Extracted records
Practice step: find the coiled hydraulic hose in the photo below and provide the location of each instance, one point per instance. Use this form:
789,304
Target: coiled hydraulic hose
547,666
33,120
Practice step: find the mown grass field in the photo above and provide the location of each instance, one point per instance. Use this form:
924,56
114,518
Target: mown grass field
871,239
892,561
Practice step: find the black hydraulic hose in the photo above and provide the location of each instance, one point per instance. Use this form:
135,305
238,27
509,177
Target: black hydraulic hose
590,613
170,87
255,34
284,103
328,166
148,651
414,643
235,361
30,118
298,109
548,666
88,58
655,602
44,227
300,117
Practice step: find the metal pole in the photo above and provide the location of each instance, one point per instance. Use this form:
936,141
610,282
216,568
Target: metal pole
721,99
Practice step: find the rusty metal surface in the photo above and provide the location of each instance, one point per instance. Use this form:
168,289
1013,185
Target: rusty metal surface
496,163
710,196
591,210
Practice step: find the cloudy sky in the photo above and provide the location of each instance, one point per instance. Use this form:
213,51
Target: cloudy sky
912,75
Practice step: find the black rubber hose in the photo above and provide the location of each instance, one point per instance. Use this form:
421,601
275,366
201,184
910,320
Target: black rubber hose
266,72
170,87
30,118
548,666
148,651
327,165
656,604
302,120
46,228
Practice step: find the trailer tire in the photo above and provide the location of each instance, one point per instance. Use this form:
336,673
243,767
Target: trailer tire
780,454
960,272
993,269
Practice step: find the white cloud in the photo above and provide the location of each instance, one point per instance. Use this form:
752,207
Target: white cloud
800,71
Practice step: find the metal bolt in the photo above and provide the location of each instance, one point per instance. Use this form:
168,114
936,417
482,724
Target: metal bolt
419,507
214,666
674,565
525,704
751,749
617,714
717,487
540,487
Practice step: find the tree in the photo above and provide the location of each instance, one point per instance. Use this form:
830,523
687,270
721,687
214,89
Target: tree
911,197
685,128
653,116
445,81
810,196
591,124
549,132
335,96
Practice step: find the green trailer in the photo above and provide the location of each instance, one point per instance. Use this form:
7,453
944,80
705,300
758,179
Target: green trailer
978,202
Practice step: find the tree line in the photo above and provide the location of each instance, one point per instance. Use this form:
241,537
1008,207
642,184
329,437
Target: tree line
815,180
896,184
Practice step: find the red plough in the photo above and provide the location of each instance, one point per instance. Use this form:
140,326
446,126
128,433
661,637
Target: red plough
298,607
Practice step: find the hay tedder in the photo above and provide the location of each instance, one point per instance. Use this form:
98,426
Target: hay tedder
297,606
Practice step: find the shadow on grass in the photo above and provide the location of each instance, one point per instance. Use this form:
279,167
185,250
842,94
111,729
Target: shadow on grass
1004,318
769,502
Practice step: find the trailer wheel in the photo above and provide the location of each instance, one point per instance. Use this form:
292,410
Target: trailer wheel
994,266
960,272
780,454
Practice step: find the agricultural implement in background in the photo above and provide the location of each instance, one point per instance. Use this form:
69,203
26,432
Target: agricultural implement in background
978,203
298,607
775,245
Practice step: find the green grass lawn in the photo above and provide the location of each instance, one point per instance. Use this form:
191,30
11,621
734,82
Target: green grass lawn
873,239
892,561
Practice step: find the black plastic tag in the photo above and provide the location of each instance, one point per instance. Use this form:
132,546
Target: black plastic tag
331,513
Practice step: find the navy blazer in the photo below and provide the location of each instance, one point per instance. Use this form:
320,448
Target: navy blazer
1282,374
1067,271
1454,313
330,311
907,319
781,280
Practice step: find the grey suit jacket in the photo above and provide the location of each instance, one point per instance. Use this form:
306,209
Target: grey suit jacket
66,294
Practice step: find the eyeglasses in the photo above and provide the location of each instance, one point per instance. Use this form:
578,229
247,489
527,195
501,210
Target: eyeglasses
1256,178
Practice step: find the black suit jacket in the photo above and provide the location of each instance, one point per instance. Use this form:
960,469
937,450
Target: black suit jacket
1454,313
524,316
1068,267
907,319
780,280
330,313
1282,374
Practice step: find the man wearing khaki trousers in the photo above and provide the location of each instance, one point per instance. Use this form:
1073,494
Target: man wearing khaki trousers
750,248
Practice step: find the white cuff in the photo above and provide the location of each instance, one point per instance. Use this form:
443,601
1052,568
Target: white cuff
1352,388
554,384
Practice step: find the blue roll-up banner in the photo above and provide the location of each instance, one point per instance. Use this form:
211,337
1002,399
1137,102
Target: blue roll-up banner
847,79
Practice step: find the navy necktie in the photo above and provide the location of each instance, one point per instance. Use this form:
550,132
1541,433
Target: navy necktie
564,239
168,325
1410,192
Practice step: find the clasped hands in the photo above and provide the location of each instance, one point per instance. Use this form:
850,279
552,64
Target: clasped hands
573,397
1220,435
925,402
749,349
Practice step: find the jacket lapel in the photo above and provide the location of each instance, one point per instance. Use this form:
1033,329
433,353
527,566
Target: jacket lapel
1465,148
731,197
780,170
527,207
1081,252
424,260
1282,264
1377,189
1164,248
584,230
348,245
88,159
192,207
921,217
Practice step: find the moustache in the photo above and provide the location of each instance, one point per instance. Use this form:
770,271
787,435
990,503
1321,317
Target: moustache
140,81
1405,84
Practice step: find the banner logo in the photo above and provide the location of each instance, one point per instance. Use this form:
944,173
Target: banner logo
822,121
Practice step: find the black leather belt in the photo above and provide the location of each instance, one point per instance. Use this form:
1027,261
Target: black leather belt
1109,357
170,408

◆ Task prompt
Once the records have been read, print them all again exactly.

◆ Task answer
Practice step: find the coiled hydraulic hose in the photo below and provide the location of each instance, one point per instance. Use this form:
789,304
Target: coiled hydraulic hose
547,666
33,120
Practice step: find the mown grass field in the photo above and provide the location of each instance, one point per instance. Use this form:
924,56
114,518
Target: mown grass field
871,239
892,561
Practice step: find the black hydraulic hose in the photo above and provide the location of each instance, one point per instance. Use this form:
135,305
238,27
509,177
Target: black hydraulic hose
590,613
170,87
255,34
284,103
328,166
148,651
414,643
235,361
30,118
298,109
548,666
88,58
655,602
44,227
300,117
Practice step: find the metal pole in the photo above and provide the location of each instance, one point per instance. Use this form:
936,141
610,282
216,568
Target: metal pole
721,99
Practice step: find the rusty metal surface in the photo above and provide the location of each instance, one point per instance. Use this form:
168,289
1013,185
Target: rusty metal surface
496,163
710,196
591,210
Practice step: find the cloudy sky in the photo above and provide the location of each instance, one point per instance. Use this form:
213,51
Target: cloudy sky
912,75
Practice step: find the black rubber hose in the photo above and provide the location of each instance, one point per instance. Use this form:
421,601
275,366
201,184
910,320
Target: black rubber hose
266,72
170,87
30,118
548,666
148,651
327,165
656,604
302,120
46,228
Practice step: find the trailer tire in the photo above and provide the location of each instance, one point per instance. Use this form:
336,673
243,767
Target: trailer tire
780,454
960,272
993,269
Practice step: find the white cloud in the photo above and provide the location of each instance, one point per instance. Use this form:
752,207
Target: white cloud
800,71
Practice step: find the metal bolt in the photo above and provide the location of each instance, one point per instance. Use this form:
168,114
936,417
482,724
Target: metal bolt
419,507
214,666
674,565
525,704
751,749
617,714
717,487
540,487
Practice step: find the tree in the photo above and provide the location of each instance, one point per instance. Use this form:
830,523
687,270
721,687
214,89
Target: tree
911,197
685,128
653,116
445,81
810,196
591,124
549,132
335,96
Practice step: find the green trailer in the photo above and provide the location of each instance, one point per instance. Use this form:
7,453
944,80
705,300
758,179
Target: green trailer
978,202
Practice step: find the tree line in the photo above and provide the location of each instance, one point per instance. Use this form:
241,537
1008,207
642,184
329,437
Target: tree line
815,180
896,184
Practice step: find the red plough in the photo above and provide the location of each instance, one point per instance. Use this form:
140,326
446,126
128,433
661,637
Target: red plough
298,607
Practice step: find the hay tedder in the photo above and provide the location of each instance, one point per instance. Use this form:
98,426
Target: hay tedder
297,606
Practice step: find the shadow on grass in the photo above and provide the location of each instance, one point per instance. Use this form:
279,167
185,250
842,94
111,729
Target: shadow on grass
1004,318
769,502
Practice step: find the trailer wheel in the photo above and provide the location of each instance, one point per instance. Use this form:
292,410
Target: trailer wheel
994,266
960,272
780,454
Practice step: find the agricultural implement in background in the photo above and provide the location of each instance, one point per instance. Use this form:
69,203
26,432
Target: agricultural implement in background
978,203
298,607
775,245
Practice step: find the green grass lawn in the photo above and provide the location of each instance, one point per instance. Use this form:
191,30
11,621
734,82
Target: green grass lawn
873,239
892,561
Practice step: find the black plastic tag in the photo above and provide the location of each instance, one point per instance. Use this form:
132,546
Target: black plastic tag
331,513
Practice step: find the navy blazer in the photo below and provide the location of each instance, one point per instance. Use this form:
320,448
Target: navy blazer
1282,374
1067,271
1454,313
330,311
907,319
781,280
Practice step: find the grey suit jacket in the photo above and provide the location of each instance, one point per instance. Use this form:
306,209
Target: grey suit jacket
66,294
Practice step: find the eyeglasses in the photo above and provide the location of each instance, one point per instance. Use this form:
578,229
247,489
527,195
501,210
Target: eyeglasses
1256,178
Practice step: find the black suit jacket in the photo above and provide the location of each instance, one point per instance. Use this form:
960,469
937,450
Target: black suit jacket
1454,313
524,316
1068,267
907,319
780,280
330,313
1282,374
Practice step: find the man wearing khaki trousers in the photo above and provide the location of each instance, one point per instance. Use this form:
1073,494
Target: man wearing khaki trousers
750,248
Practice step: find the white cuff in the photo above and provide the location of each instance, one point per instance. Use this form:
443,601
1052,568
Target: white cuff
1352,388
554,384
Practice step: find the blue roll-up banner in the photo above and provide the location of each instance, one point per instance. Use this form:
211,337
1002,399
1137,102
Target: blue roll-up banner
847,79
Practice step: find the navy necktie in the photo above and provide the location of each instance, one point per instance. Use this form:
550,132
1541,433
Target: navy necktie
564,239
168,325
1410,192
Practice step: find the clasped hands in the photo above and provide the location of each instance, one point per instance. Use this form:
850,279
552,64
Target: clasped hands
573,397
1220,435
925,402
749,349
Practice step: find the jacket lapel in the photo above and provide the location of each instance, one point per instance. Use this form:
1033,329
433,353
527,566
Target: jacket lapel
1465,148
731,197
780,170
527,207
1081,252
424,260
1282,264
1377,189
1164,248
584,230
348,245
88,159
192,207
921,217
Practice step: find the moustache in the photo above and provide the location of each instance, one point per instance. Use this form:
770,271
787,435
990,503
1321,317
Target: moustache
140,81
1405,84
Practice step: find the banner logo in the photo above and provide the location of each instance, one point per instance. Use this form:
944,173
Target: banner logo
822,121
Practice step: find the black leather belt in the photo above and provide the location of each instance, one point per instance. Use this form:
1027,261
Target: black leather belt
1109,357
170,408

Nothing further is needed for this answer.